#### GEKOZEN FRAGMENT ####

Kabinet: 132 miljoen minder betaald voor dure medicijnen
Onderhandelingen met farmaceuten hebben er vorig jaar toe geleid dat er 132 miljoen euro minder is betaald voor medicijnen dan de aanvankelijke vraagprijs. Volgens minister Bruins dienden fabrikanten van een aantal nieuwe, peperdure medicijnen eerst een rekening in van 457 miljoen euro, maar werd er uiteindelijk 325 miljoen uitgegeven.
In een brief aan de Tweede Kamer schrijft Bruins dat er in rap tempo nieuwe medicijnen op de markt komen "voor ziektes die we tot voor kort niet konden behandelen". Het gaat dan bijvoorbeeld om het middel Orkambi tegen taaislijmziekte. De minister noemt dit "heel goed nieuws", maar hij zegt daarbij dat de kosten kunnen oplopen tot "wel 100 miljoen per middel per jaar" en daardoor een enorme impact hebben op het zorgbudget.

#### GEËXTRAHEERDE GEGEVENS ####

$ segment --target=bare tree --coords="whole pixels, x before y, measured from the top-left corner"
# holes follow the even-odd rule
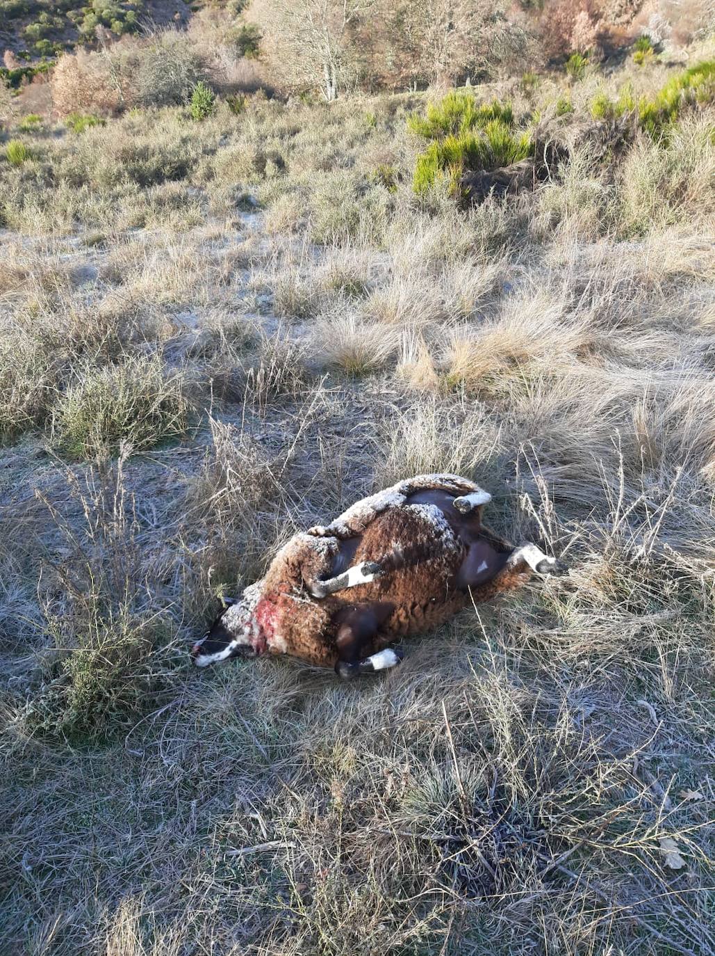
[[[398,84],[452,83],[524,56],[529,34],[509,0],[384,0]]]
[[[377,0],[256,0],[246,18],[262,29],[277,76],[294,88],[319,89],[330,102],[355,82],[358,29]]]

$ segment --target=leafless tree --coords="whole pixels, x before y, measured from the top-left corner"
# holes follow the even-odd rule
[[[330,102],[359,72],[356,42],[377,0],[256,0],[246,19],[259,24],[266,55],[286,85],[320,89]]]

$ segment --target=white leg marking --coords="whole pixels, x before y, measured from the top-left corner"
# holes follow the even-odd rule
[[[373,572],[366,571],[367,563],[367,561],[363,561],[362,564],[355,564],[347,569],[346,572],[347,576],[347,588],[354,588],[358,584],[369,584],[370,581],[374,581],[376,576]]]
[[[384,651],[373,654],[368,660],[375,670],[387,670],[388,667],[394,667],[395,664],[400,663],[400,658],[389,647],[386,647]]]
[[[488,505],[491,500],[492,495],[489,491],[473,491],[471,494],[463,494],[459,498],[455,498],[452,504],[462,514],[469,514],[479,505]]]
[[[542,561],[545,561],[549,567],[556,567],[557,564],[555,557],[549,557],[547,554],[544,554],[541,549],[537,548],[536,544],[525,544],[523,548],[519,548],[518,555],[523,557],[532,571],[537,571]]]
[[[200,654],[194,658],[194,663],[197,667],[208,667],[210,663],[218,663],[220,661],[225,661],[227,657],[231,656],[231,651],[234,647],[238,647],[238,641],[232,641],[230,644],[226,644],[222,651],[216,651],[215,654]]]

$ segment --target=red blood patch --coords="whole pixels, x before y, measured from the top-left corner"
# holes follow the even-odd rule
[[[272,601],[267,598],[262,598],[253,611],[253,617],[259,626],[260,647],[256,648],[259,654],[265,652],[266,645],[270,645],[275,636],[276,610],[276,605]]]

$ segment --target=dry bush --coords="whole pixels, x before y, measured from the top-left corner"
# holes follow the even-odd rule
[[[385,368],[399,344],[398,329],[366,321],[344,305],[316,321],[313,354],[321,363],[360,378]]]
[[[620,176],[621,228],[642,233],[679,223],[703,223],[715,211],[712,182],[715,150],[712,122],[684,117],[669,141],[641,138],[625,158]]]
[[[181,376],[165,375],[157,359],[131,358],[106,369],[80,369],[53,409],[53,441],[73,459],[146,451],[183,437],[189,402]]]
[[[114,113],[124,102],[121,83],[105,52],[63,54],[53,70],[51,87],[53,106],[60,116]]]
[[[599,85],[633,74],[638,97],[672,71]],[[481,94],[520,115],[562,91]],[[693,122],[602,177],[575,162],[459,211],[406,185],[423,100],[127,113],[0,163],[9,952],[715,948],[706,141]],[[306,315],[281,323],[277,292]],[[196,428],[68,472],[39,432],[68,388],[106,443],[152,425],[147,363],[157,395],[200,383]],[[217,598],[290,534],[439,470],[569,573],[467,608],[375,681],[191,669]]]
[[[466,334],[465,334],[466,333]],[[472,392],[497,395],[505,380],[573,364],[593,340],[586,323],[566,319],[564,303],[545,292],[508,302],[477,331],[456,330],[446,356],[447,380]]]

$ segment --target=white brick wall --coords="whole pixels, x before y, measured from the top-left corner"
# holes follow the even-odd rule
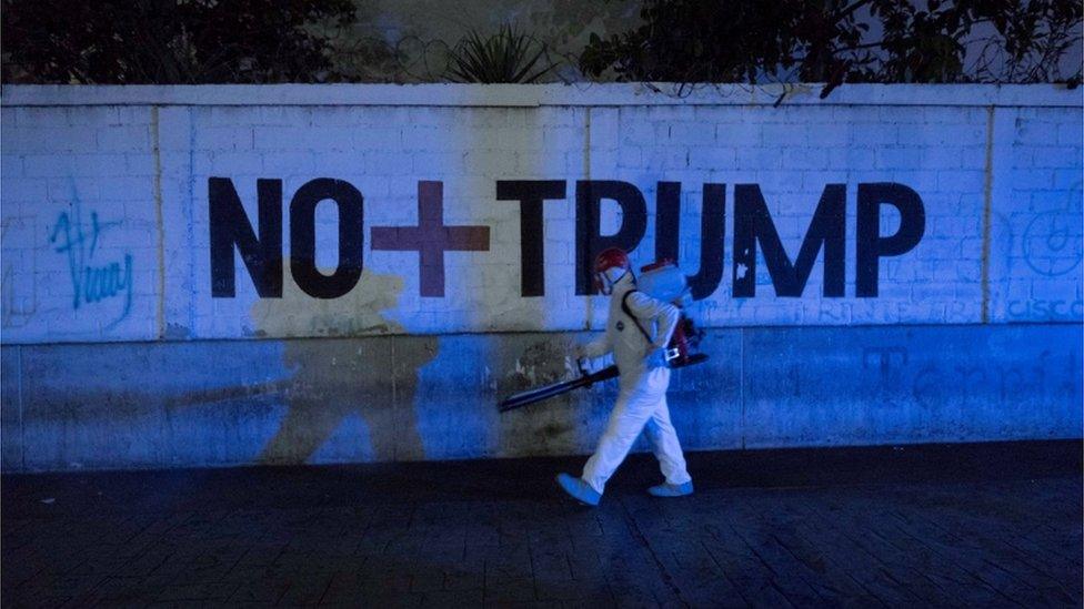
[[[689,273],[700,254],[703,184],[726,184],[723,281],[694,305],[707,325],[1082,319],[1077,93],[876,85],[847,85],[823,101],[815,93],[774,108],[777,95],[741,89],[674,99],[625,85],[8,88],[3,341],[357,334],[352,321],[373,314],[384,323],[361,333],[598,327],[602,298],[574,294],[578,180],[626,181],[644,194],[640,264],[653,258],[656,183],[681,182]],[[211,176],[232,180],[253,225],[257,180],[282,181],[281,301],[258,306],[239,257],[237,296],[211,297]],[[321,303],[319,318],[289,261],[289,203],[317,177],[364,195],[369,278]],[[442,298],[420,296],[416,253],[371,250],[371,227],[418,223],[423,180],[443,182],[445,224],[490,227],[489,251],[445,254]],[[566,199],[544,205],[544,297],[520,296],[519,204],[496,200],[499,180],[566,182]],[[856,297],[854,285],[864,182],[904,184],[926,212],[919,245],[882,258],[874,298]],[[846,184],[845,297],[821,295],[820,256],[800,298],[775,296],[763,257],[756,296],[732,296],[737,183],[760,186],[792,260],[824,186]],[[882,233],[895,229],[886,215]],[[335,217],[333,207],[318,212],[322,263],[337,260]],[[603,231],[616,220],[603,217]]]

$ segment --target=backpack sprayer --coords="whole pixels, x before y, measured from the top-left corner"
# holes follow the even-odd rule
[[[685,315],[684,311],[684,305],[689,302],[689,286],[685,282],[685,275],[670,260],[649,264],[640,271],[642,275],[636,282],[636,290],[653,298],[674,304],[681,313],[678,325],[674,327],[674,333],[670,337],[670,343],[666,344],[663,352],[666,366],[670,368],[683,368],[706,361],[707,355],[695,353],[695,349],[700,346],[700,341],[704,336],[704,331],[699,329],[693,321]],[[636,321],[636,317],[632,315],[624,302],[622,302],[622,308],[626,315],[632,317],[633,321]],[[639,325],[639,321],[636,324]],[[644,332],[644,334],[646,333]],[[499,409],[502,413],[513,410],[529,404],[566,394],[574,389],[590,387],[595,383],[616,378],[620,374],[615,365],[606,366],[596,373],[590,374],[583,369],[583,366],[579,362],[578,365],[580,367],[579,378],[518,393],[502,402]]]

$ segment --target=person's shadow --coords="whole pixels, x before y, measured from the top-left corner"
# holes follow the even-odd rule
[[[307,463],[354,414],[368,428],[374,460],[424,458],[414,395],[419,369],[436,355],[436,338],[403,341],[404,328],[383,317],[398,305],[402,277],[365,271],[334,300],[284,284],[282,298],[253,305],[253,322],[268,336],[318,337],[283,339],[283,364],[293,369],[282,392],[289,410],[257,460]],[[362,460],[362,447],[347,444],[327,447],[321,459]]]

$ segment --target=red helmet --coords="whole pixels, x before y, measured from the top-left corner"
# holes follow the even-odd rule
[[[632,271],[629,262],[629,254],[619,247],[608,247],[599,253],[594,258],[594,288],[595,292],[610,294],[613,292],[613,284]]]

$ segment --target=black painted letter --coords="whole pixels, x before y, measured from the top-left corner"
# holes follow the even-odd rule
[[[659,182],[655,196],[655,260],[681,263],[681,182]],[[726,236],[726,186],[704,184],[700,214],[700,270],[689,276],[693,300],[711,296],[723,280],[723,241]]]
[[[339,266],[331,275],[317,268],[317,204],[339,206]],[[317,298],[338,298],[361,277],[364,244],[362,196],[349,182],[319,177],[298,189],[290,202],[290,271],[298,287]]]
[[[882,204],[900,211],[900,230],[892,236],[881,236]],[[857,296],[876,296],[881,257],[910,252],[925,232],[926,210],[919,193],[894,182],[859,184]]]
[[[499,180],[498,201],[520,202],[520,293],[545,295],[542,203],[564,199],[564,180]]]
[[[601,235],[599,211],[603,199],[621,205],[621,229]],[[648,205],[636,186],[616,180],[580,180],[576,182],[576,295],[592,293],[594,258],[606,247],[631,252],[648,232]]]
[[[843,184],[824,186],[821,201],[813,212],[810,229],[802,240],[797,260],[791,260],[780,243],[775,224],[756,184],[734,186],[734,287],[735,297],[756,294],[756,243],[764,252],[764,262],[772,276],[776,296],[801,296],[813,271],[817,252],[824,246],[824,295],[843,296],[844,253],[846,229],[846,187]],[[744,274],[739,276],[739,268]]]
[[[261,298],[282,297],[282,180],[257,180],[260,238],[244,214],[229,177],[210,177],[207,199],[211,222],[211,296],[235,294],[233,247],[244,261]]]

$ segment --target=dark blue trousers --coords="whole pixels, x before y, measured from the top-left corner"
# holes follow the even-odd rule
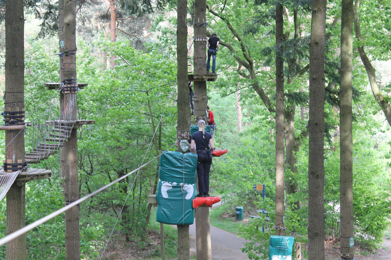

####

• [OPDRACHT A]:
Noem elk geldbedrag dat in het bericht over dure medicijnen voorkomt, ieder bedrag één keer.
• [OPDRACHT B]:
Beantwoord deze vragen over het bericht over dure medicijnen:
(i) Aan wie is de brief van Bruins gericht?
(ii) Tegen welke ziekte is het middel Orkambi bedoeld?
(iii) Welk bedrag brachten de fabrikanten eerst in rekening?
• [OPDRACHT C]:
Schrijf het deel van het bericht over dure medicijnen tussen "Kabinet: 132 miljoen" en "op het zorgbudget.", beide inbegrepen, opnieuw uit en wissel daarbij "medicijnen" in voor "geneesmiddelen".
Baseer je uitsluitend op het bericht over dure medicijnen.

• [ANTWOORD A]:
- 132 miljoen euro
- 457 miljoen euro
- 325 miljoen
- 100 miljoen per middel per jaar

• [ANTWOORD B]:
(i) Aan de Tweede Kamer.
(ii) Tegen taaislijmziekte.
(iii) 457 miljoen euro.

• [ANTWOORD C]:
Kabinet: 132 miljoen minder betaald voor dure geneesmiddelen
Onderhandelingen met farmaceuten hebben er vorig jaar toe geleid dat er 132 miljoen euro minder is betaald voor geneesmiddelen dan de aanvankelijke vraagprijs. Volgens minister Bruins dienden fabrikanten van een aantal nieuwe, peperdure geneesmiddelen eerst een rekening in van 457 miljoen euro, maar werd er uiteindelijk 325 miljoen uitgegeven.
In een brief aan de Tweede Kamer schrijft Bruins dat er in rap tempo nieuwe geneesmiddelen op de markt komen "voor ziektes die we tot voor kort niet konden behandelen". Het gaat dan bijvoorbeeld om het middel Orkambi tegen taaislijmziekte. De minister noemt dit "heel goed nieuws", maar hij zegt daarbij dat de kosten kunnen oplopen tot "wel 100 miljoen per middel per jaar" en daardoor een enorme impact hebben op het zorgbudget.